Written problem:
Reproduce each of the items below verbatim, line for line, without changing a word.
>> begin Supplied material
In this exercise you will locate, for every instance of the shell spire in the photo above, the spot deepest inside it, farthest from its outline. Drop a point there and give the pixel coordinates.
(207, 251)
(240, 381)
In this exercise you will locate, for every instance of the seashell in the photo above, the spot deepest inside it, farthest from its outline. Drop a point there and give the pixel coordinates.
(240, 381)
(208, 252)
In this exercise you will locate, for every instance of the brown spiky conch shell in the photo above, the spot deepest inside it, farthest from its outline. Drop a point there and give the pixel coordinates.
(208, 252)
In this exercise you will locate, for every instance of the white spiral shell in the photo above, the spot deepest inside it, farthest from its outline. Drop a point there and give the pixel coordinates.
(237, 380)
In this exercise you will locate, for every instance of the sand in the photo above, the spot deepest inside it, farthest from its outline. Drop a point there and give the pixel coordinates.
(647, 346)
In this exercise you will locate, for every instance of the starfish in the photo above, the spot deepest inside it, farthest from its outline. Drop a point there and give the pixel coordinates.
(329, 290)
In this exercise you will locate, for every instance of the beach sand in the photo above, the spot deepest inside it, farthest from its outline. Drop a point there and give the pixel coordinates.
>> end Supplied material
Complete response:
In this exercise you will locate, for every instance of the shell spire in the photo above, the spot deepest inside it, farthest from its outline. Drop a point there and give the pixel coordinates.
(207, 251)
(240, 381)
In this exercise you will locate, for every instance of the seashell in the photo above, the spot deepest inside it, farthest from its outline. Drop a point there and give the pixel coordinates.
(240, 381)
(208, 252)
In this exercise you will locate, for every instance of the brown spiky conch shell in the photo above, the spot deepest inside it, farthest from its outline. Drop a point there and give the pixel coordinates.
(208, 252)
In this exercise you will locate, for every instance of the white spiral shell in the photo above, the spot deepest inside it, farthest from its outline. Drop a point there and give the pixel coordinates.
(237, 380)
In this exercise you will locate, for every instance of the sand in the photo above, the spot deepest inside it, farthest from its outline. Drop a point there and give the pixel coordinates.
(647, 346)
In this exercise you will locate, for every instance of the starfish in the photo above, the spot deepest inside it, farthest from its outline. Drop a point there and give the pixel coordinates.
(329, 290)
In this exercise you will locate, for every instance of the beach sand in the photo above, the spot deepest inside it, farthest from its outline. Drop a point there and give the pixel coordinates.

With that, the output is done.